Görev Yönergesi —
Verilen alıntıda "belki de bütün mesele" olarak hangi iki kavram gösterilmektedir?

___ Verilen Alıntı ___

Dünya hiç bu kadar hızla dönmemişti. Her şeyin elimizden çabucak kayıp gittiği, içinde yaşadığımız şehri, hatta sokaklarımızı bile kısa sürelerde tanıyamaz hale geldiğimiz bir zaman dilimi bu… Kendimizi, sevdiklerimizi tanıyabiliyor muyuz peki? Süratle değişiyor hayatlar da. Tam bir yere tutundum sanıyor insan ki birden kayıveriyor ellerinden. Birini tanıdım sanıyorsun başka biri çıkıyor içinden. Evrim geçirip bu hızlı değişime, bu geçicilik haline uyum sağlamamız gerekiyor belki de. Koşmazsak dünya geçiyor bizi…
Dışarda bazı muhteşem şeyler olduğunu ekrandan izliyoruz kendi köşemizdeyken. Giyinip süslenip biz de katılabiliriz bu karnavala… Hayat bütün renkleri ve cazibesiyle kendine çağırıyor bizi. Bir yanda ise insanın kanını donduran acı ve vahşet var. Yalan ve adaletsizlik diz boyu…
Yaptığın planlar geçersiz çoğu zaman. Hesaba katılmamış bir faktör bütün planı bozabiliyor. En iyisi kendini akışa bırakmak belki de. Sayısız keyifler ve sayısız acılarla dolu dünya… Keyiflere kapıyı kapatmayıp acılara da hazırlı olmak iyi bir formül mü; düşünülebilir bunun üzerinde… Keyif veren bir şeyi yitirince acının dozu da artıyor çünkü. İçimize kapanmayı filan önermiyorum. Yaşamalı bence… Geçiciliği hesaba katmadan, o anı sonsuzluk ve bir gün gibi yaşamalı bana kalırsa. Anılara katılmış olacak çünkü o an. Birer anı toplayıcısı olduğumuz bu hayatta zenginleşmiş olacağız böylelikle. Acılar için ise söyleyecek pek bir sözüm yok. Onurlu yaşamak en iyisi… İntikama kapılmadan, bir bilgelikle… İnsan kırıldı mı aklı şaşıyor bir miktar. Pek bir çare yok buna. Öfkeyi bastırmak çok da sağlıklı değil sanki. İntikam duygusu yaşamadan, karşıdakini kasıtlı bir acıtma eylemine girişmeden de yaşanabilir öfke. Empatinin fazlası insanın kendine karşı bir haksızlık çünkü. İnsan kızarken de seviyor çünkü… Hatta sevdiği için kızıyor en çok da.
Bazen güzel şeyler getiriyor hayat… Bunun bir formülü var mı bilmiyorum. Yani neden ve nasıl geliyor bu armağan? İçinin güzelliği, kuşandığın enerji getiriyor belki de bunu… Peki için aynı güzellikteyken bir acıyla karşılaşmaya ne demeli? Kaos ve zuhur belki de bütün mesele. Bazen faktörler güzel bir olasılık için buluşuyor, bazen ise kara bir bulut beliriyor birden.

___ Listelenen Satırlar ___

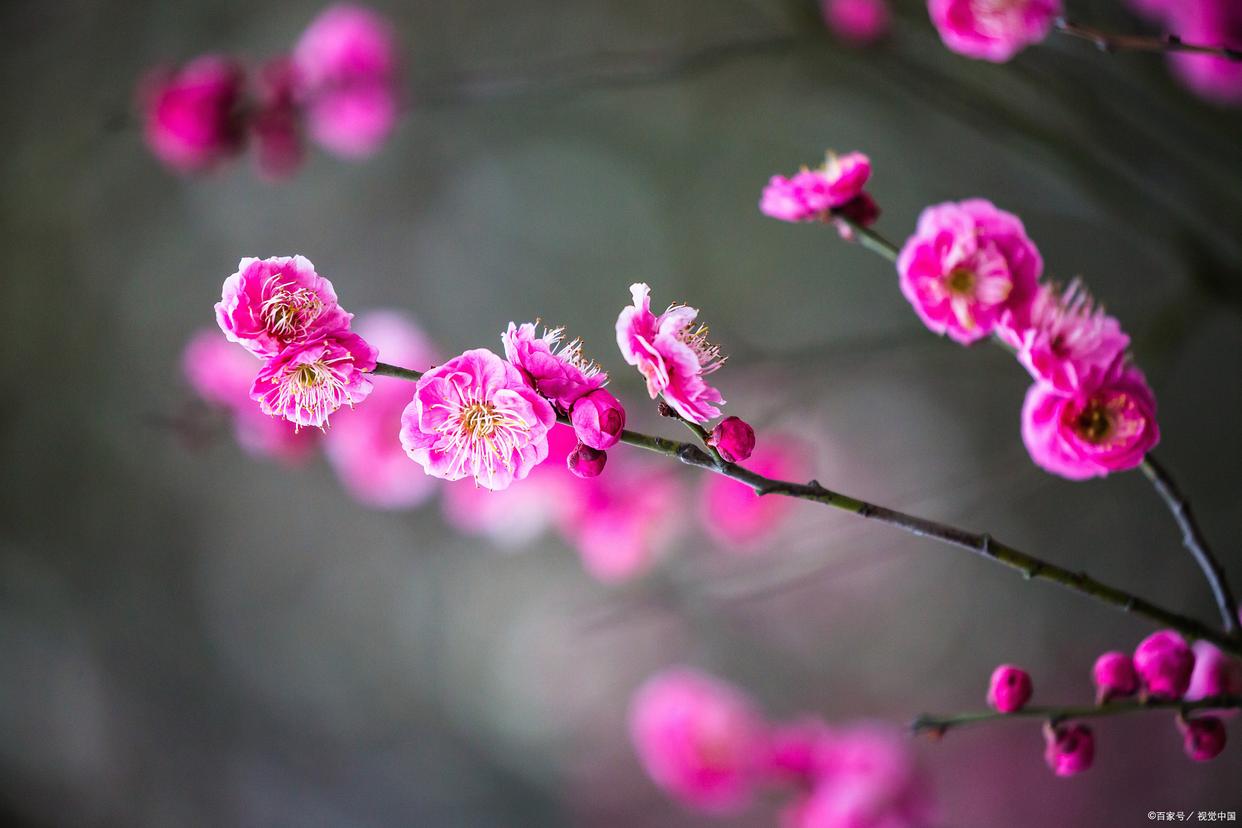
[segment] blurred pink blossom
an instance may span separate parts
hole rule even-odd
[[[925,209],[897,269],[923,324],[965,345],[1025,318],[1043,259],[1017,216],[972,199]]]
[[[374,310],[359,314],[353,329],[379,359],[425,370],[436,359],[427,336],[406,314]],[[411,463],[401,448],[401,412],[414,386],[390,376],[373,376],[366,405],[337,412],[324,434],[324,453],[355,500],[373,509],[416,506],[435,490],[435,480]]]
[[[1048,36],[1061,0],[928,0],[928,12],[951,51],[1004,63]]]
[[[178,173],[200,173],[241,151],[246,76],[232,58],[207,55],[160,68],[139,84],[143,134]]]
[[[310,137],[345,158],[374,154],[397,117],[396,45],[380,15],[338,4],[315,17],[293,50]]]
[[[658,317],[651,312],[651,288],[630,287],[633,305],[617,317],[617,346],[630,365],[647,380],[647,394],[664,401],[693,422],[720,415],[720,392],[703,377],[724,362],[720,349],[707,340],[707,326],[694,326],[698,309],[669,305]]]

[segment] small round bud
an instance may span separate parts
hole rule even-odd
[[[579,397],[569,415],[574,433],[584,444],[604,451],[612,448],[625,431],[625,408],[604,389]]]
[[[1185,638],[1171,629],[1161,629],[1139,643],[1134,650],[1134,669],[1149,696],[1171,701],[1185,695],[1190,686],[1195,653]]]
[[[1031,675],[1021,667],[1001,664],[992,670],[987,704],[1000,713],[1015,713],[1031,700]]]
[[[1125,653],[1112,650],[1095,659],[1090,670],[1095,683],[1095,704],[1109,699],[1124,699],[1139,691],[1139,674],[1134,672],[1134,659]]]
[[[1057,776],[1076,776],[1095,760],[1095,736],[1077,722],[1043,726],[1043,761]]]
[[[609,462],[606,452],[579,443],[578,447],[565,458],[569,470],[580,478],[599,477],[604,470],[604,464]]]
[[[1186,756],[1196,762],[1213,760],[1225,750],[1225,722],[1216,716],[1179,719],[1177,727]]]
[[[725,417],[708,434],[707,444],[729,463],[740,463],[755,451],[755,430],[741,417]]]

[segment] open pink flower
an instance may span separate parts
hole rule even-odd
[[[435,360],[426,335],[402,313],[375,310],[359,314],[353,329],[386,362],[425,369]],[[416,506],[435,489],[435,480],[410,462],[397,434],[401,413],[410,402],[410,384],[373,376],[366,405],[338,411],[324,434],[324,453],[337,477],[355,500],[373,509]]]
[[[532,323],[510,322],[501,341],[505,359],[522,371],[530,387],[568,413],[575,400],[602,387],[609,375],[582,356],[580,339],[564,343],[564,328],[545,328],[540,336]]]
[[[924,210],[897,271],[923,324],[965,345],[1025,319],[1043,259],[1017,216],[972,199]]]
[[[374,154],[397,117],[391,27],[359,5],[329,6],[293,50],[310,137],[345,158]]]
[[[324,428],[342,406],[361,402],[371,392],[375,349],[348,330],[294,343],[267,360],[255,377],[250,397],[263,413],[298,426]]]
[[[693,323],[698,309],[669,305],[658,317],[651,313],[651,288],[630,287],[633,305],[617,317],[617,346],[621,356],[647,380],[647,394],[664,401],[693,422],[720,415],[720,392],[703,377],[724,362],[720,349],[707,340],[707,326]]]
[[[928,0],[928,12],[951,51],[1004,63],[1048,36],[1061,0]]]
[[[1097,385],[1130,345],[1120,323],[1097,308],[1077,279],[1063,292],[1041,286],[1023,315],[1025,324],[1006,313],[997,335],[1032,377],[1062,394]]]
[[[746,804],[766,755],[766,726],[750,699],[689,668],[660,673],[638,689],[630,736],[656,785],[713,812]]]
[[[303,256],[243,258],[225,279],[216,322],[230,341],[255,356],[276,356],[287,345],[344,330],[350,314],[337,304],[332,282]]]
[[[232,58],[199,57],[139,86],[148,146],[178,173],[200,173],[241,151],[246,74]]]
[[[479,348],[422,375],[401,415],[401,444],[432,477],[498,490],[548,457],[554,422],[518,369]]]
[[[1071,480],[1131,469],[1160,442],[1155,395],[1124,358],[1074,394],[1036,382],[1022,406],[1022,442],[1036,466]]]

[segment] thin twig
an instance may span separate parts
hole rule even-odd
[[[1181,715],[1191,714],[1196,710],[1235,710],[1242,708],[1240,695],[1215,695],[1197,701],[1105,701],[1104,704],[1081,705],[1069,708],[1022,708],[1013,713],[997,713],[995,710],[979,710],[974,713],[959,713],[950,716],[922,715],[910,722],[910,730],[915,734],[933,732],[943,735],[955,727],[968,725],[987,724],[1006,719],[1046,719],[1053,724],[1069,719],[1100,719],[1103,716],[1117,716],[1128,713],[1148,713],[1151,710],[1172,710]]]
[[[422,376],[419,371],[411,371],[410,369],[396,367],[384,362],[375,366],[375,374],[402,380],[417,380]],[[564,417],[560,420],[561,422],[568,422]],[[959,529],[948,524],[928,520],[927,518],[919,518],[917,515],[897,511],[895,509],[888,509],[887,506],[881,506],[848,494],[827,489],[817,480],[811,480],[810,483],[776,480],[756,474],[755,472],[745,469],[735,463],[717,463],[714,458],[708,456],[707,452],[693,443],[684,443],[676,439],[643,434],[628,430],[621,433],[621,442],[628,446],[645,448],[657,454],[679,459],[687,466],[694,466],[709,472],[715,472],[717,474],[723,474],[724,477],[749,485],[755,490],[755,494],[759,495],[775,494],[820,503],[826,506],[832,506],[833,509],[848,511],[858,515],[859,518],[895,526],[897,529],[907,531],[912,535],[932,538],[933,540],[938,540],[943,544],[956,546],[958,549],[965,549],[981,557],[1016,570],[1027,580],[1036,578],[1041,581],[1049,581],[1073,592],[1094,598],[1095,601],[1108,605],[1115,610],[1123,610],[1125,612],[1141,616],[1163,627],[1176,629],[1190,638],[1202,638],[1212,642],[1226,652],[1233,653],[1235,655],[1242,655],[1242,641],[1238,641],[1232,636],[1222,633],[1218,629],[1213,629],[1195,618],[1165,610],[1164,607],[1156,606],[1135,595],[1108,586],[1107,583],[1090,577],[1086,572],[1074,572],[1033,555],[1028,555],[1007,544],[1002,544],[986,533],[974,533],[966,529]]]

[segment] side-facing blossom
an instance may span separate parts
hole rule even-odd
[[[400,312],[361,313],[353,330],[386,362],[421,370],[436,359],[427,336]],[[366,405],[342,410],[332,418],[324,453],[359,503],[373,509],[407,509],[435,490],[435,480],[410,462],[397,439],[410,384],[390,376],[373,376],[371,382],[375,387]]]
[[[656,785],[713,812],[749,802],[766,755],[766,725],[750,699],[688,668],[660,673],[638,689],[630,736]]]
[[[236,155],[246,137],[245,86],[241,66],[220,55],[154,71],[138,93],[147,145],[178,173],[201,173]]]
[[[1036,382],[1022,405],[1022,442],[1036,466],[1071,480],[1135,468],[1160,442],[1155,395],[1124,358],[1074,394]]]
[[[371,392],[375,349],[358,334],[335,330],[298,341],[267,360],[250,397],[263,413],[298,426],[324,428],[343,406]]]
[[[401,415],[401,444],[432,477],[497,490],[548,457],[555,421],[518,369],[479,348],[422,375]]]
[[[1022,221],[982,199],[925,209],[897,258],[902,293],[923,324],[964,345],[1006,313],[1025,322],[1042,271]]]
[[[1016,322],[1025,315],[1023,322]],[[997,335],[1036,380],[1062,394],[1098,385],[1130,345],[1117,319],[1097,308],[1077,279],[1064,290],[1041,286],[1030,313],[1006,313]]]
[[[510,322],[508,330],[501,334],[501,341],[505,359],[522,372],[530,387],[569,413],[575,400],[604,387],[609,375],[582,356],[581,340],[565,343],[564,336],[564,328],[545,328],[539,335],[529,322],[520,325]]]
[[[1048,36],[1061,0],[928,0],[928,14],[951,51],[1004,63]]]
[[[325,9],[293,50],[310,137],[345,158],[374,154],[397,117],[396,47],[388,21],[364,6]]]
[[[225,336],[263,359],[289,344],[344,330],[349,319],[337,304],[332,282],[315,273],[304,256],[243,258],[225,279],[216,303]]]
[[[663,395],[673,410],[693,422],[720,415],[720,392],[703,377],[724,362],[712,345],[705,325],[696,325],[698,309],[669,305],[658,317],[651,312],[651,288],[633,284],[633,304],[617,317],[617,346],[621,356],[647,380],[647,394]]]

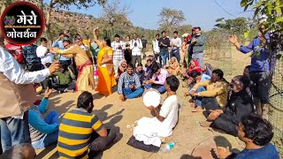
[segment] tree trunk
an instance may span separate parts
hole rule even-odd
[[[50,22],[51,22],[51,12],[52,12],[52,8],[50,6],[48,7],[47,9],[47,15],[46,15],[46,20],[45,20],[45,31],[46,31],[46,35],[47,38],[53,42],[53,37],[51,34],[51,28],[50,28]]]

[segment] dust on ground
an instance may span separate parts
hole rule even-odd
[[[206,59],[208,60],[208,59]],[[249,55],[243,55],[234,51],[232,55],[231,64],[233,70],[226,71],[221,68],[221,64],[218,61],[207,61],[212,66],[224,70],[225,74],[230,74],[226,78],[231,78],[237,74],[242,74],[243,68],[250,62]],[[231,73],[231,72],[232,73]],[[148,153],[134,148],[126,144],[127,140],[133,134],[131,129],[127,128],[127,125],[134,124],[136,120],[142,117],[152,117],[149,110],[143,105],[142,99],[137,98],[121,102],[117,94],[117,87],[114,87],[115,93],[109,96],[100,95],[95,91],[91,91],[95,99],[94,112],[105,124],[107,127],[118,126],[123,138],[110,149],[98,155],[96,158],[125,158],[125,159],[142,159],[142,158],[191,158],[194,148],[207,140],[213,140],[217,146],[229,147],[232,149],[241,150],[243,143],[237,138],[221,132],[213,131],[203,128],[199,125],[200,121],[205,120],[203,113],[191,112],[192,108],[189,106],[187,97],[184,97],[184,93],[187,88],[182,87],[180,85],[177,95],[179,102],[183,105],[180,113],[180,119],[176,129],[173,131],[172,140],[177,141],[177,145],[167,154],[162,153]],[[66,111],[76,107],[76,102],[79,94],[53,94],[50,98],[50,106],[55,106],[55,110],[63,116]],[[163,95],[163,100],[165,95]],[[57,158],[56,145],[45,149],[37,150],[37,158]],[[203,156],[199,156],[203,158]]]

___

Alıştırma Yanıtı —
Kaos ve zuhur.